Data provided -
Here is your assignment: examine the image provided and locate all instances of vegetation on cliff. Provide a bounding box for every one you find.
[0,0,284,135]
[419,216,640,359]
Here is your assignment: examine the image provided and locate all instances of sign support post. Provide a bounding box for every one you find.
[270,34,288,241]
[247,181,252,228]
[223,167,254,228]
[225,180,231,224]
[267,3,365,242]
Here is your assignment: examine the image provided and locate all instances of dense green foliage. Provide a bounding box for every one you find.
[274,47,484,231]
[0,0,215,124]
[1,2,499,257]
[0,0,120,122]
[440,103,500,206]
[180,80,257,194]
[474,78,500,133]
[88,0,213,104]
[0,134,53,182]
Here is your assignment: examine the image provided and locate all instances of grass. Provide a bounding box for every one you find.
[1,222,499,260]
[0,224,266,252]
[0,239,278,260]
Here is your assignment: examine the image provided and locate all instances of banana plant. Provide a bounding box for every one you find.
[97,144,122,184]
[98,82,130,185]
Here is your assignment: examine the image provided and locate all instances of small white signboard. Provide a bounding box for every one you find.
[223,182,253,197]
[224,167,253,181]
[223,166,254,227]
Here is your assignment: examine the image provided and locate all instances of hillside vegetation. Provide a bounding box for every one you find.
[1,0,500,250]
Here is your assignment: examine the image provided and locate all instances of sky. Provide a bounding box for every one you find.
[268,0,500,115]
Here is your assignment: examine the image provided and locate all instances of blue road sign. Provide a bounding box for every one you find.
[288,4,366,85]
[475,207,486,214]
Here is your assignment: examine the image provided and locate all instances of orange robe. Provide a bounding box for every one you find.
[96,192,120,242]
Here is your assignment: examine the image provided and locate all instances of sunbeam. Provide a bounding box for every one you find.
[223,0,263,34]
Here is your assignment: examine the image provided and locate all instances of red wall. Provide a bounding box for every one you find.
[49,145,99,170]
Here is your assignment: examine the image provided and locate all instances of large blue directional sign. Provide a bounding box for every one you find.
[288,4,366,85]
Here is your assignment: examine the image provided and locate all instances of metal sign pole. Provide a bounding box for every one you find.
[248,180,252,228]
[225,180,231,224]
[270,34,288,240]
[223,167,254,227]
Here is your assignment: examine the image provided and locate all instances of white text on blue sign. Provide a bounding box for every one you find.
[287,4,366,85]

Task item - Output the data above in full and exactly.

Output below -
Here is your assignment: examine the image provided and locate all instances of vegetation on cliff. Provide a bounding box for every one you find.
[0,0,284,135]
[419,216,640,359]
Here is your assignment: examine the image provided and locate all instances of sign support post. Provide a bounding box for every one you find.
[270,34,288,241]
[247,181,252,228]
[223,167,254,228]
[225,180,231,224]
[267,3,365,242]
Here is your assignment: examine the image provided and locate all instances of dense green foliage. Provide a bounding box for every one you find.
[274,47,484,231]
[0,0,215,124]
[1,2,499,257]
[0,0,120,122]
[440,103,500,206]
[180,80,257,194]
[474,78,500,133]
[88,0,213,104]
[0,134,53,182]
Here is your assignment: examine the image provided and locate all instances of grass. Provide a bounding box for every one you find.
[1,222,499,260]
[0,224,266,252]
[0,239,278,260]
Here is your assignment: examine the image provided and locate all instances of banana plant. Provide a bounding box for every one you find.
[97,144,122,184]
[98,82,130,185]
Here is your assignment: examine the image provided and locate all instances of small white signboard. Provide a bounding box for every one you find.
[223,182,253,197]
[224,167,253,181]
[223,166,254,227]
Here is your assignment: examine the image provided and locate all instances of hillside vegetation. Provide a bounding box for every one you find.
[1,0,500,250]
Here is your assignment: examine the image provided and locate all instances of sky. Provide a bounding box for every one you find.
[268,0,500,115]
Here is your assignment: examine the image provided and locate all instances of blue road sign. Provide a bounding box for every one you find.
[288,4,366,85]
[475,207,486,214]
Here is your assignment: examine the image provided and locate all instances of orange robe. Provide a bounding box for every one you find.
[96,192,120,242]
Here is your assignment: examine the image provided and locate all instances of sunbeam. Provide a bounding box for every one you find.
[223,0,263,34]
Here is your assignment: examine the image provided and locate all instances of red wall. Provide a bounding box for every one you find.
[49,145,99,170]
Here is your assignment: examine the image provided and locate all instances of large blue directional sign. Provide a bounding box for every one you find.
[288,4,366,85]
Here is your assignment: examine the image provided and locate all instances of metal sign pole. Provide a bounding box for every one you find.
[248,180,252,228]
[225,180,231,224]
[270,34,288,240]
[223,167,254,227]
Here is your assignment: examine the image provided and locate all instances of white text on blue sign. Provide a bounding box for every one you find.
[287,4,366,85]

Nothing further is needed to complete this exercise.